▶ **DATA FOR PROCESSING**
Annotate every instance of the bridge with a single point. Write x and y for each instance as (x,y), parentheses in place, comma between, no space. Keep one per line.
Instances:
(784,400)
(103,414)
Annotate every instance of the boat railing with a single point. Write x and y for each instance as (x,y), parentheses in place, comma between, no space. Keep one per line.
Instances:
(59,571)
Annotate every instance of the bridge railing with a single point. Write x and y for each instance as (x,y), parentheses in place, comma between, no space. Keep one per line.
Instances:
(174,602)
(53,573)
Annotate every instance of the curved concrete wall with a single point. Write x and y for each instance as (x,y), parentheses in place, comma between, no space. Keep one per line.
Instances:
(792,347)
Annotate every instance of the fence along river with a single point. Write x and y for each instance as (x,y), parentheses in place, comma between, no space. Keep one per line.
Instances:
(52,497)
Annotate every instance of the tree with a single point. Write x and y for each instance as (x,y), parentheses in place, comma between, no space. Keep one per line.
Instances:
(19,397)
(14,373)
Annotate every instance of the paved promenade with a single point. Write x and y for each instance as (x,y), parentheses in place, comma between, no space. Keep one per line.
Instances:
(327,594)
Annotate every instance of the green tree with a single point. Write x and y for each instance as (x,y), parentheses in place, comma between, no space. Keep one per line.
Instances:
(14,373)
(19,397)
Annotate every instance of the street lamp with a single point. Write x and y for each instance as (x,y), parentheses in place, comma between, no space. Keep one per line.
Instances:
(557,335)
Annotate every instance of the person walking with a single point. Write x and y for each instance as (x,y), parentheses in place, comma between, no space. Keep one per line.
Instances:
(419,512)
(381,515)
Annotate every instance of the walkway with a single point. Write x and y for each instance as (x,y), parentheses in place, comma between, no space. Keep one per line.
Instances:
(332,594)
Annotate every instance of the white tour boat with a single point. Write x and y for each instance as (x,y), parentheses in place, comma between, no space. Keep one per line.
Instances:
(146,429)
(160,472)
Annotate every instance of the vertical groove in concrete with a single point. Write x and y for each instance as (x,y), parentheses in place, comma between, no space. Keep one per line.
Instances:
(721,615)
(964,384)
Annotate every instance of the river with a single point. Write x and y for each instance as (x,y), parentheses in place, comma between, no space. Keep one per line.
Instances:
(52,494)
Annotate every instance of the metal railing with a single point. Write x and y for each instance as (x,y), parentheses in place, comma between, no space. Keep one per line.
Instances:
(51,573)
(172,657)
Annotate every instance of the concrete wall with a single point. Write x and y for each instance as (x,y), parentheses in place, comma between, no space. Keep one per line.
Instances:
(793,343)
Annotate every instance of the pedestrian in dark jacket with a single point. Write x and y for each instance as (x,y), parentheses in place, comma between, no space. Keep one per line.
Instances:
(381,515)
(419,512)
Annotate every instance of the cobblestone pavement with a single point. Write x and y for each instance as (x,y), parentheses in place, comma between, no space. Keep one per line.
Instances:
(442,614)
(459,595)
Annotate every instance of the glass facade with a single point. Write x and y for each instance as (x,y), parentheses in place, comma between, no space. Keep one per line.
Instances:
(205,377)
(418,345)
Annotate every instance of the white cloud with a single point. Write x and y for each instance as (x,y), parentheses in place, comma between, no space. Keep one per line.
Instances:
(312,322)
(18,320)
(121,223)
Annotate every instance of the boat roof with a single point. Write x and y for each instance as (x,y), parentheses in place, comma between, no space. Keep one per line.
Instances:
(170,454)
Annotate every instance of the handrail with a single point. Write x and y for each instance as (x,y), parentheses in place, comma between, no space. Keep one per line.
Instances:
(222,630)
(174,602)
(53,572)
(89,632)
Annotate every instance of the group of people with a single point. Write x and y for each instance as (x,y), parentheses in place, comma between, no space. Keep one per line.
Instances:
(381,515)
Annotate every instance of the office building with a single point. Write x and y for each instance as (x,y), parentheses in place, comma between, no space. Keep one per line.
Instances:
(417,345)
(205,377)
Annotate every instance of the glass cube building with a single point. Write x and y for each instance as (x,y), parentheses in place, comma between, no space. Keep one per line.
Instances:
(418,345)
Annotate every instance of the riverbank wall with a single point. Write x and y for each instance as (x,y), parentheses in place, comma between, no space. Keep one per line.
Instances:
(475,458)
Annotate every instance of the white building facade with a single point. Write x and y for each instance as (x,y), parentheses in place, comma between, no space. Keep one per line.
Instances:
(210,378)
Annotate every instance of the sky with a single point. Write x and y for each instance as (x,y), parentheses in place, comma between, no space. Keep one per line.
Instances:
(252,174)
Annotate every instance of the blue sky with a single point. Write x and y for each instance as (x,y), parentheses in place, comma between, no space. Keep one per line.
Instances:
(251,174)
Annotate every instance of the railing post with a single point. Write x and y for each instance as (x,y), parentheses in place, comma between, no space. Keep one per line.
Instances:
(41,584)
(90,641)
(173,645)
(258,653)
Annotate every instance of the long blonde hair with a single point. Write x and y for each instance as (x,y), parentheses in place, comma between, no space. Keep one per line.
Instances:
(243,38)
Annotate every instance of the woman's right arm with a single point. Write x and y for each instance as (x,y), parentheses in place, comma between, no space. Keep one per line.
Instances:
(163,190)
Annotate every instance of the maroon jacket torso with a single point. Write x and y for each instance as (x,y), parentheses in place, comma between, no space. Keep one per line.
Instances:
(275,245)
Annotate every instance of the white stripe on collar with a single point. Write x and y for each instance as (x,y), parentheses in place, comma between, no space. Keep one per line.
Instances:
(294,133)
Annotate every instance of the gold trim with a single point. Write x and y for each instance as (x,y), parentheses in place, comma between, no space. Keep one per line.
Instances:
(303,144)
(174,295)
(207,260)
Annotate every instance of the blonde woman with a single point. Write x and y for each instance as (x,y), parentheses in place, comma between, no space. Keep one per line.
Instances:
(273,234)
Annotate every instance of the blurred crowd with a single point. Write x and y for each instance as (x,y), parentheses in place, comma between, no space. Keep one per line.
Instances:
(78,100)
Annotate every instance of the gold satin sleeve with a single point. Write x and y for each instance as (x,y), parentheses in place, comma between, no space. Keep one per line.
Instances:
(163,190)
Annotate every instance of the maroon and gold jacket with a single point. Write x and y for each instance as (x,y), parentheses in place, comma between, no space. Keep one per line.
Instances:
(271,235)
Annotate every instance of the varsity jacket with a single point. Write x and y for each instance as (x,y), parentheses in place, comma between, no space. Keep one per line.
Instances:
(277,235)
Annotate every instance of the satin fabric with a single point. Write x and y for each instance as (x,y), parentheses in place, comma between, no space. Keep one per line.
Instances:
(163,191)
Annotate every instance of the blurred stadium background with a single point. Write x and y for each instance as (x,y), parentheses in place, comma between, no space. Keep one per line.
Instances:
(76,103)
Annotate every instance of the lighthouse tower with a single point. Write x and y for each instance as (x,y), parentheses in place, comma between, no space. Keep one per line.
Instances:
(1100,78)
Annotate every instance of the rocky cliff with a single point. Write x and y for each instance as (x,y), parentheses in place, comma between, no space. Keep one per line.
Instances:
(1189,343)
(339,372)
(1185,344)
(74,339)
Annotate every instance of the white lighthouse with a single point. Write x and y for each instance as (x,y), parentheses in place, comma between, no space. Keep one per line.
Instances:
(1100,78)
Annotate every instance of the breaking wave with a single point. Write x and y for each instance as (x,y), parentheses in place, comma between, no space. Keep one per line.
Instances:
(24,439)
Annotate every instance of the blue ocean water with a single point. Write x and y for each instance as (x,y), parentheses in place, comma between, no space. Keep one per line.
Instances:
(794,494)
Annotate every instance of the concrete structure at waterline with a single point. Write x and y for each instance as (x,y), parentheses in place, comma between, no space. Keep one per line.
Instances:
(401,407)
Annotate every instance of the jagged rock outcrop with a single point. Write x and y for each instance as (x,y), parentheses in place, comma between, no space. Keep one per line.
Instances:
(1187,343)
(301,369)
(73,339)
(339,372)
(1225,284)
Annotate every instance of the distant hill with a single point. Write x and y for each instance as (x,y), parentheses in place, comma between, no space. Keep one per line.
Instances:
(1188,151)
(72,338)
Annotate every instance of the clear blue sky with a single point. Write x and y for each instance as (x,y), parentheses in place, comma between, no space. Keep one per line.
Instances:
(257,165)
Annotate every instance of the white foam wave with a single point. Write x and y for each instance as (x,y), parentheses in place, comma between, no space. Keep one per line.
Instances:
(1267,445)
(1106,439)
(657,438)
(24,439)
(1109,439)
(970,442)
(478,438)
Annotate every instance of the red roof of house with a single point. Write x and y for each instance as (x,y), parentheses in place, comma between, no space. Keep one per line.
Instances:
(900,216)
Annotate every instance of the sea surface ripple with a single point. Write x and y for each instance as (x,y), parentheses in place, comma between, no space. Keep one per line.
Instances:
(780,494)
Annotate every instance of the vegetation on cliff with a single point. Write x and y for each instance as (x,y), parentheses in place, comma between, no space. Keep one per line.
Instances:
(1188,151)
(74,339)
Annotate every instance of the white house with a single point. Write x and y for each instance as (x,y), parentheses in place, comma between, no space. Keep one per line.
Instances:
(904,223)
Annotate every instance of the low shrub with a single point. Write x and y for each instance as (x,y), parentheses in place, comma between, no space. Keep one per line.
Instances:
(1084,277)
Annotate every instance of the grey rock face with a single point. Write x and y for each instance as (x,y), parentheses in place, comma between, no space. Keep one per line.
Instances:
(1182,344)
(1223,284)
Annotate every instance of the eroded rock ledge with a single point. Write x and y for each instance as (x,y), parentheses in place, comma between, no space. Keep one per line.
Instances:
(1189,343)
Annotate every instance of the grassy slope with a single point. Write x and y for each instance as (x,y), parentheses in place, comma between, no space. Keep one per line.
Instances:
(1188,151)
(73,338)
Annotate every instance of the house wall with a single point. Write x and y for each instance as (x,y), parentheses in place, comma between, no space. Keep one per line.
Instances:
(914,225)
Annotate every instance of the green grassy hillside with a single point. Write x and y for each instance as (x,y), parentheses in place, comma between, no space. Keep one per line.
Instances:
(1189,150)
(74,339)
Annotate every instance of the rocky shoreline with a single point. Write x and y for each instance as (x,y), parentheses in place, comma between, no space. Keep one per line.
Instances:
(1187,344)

▶ **REQUIREMENTS**
Update the rows from the line with "Annotate every instance of the house" through the end of the rows, swapping "rocky shoreline" for "stony shoreline" and changing nothing else. Give back only those lines.

▶ **ANSWER TO THIS TASK**
Annotate every instance of the house wall with a single point. Write x and y for each instance as (x,y), parentheses in place, comma between, no space. Keep one per line.
Instances:
(914,225)
Annotate every instance of the green grassy hillside with a single point. Write x and y for each instance as (x,y), parentheses in place, comma between, no space. Keep one per line.
Instances:
(1189,150)
(74,339)
Annotate every instance of the stony shoreline with a single point. Write x and y for each instance as (x,y), parentheses in place, comma between, no space. Keep one per line.
Instances:
(1187,344)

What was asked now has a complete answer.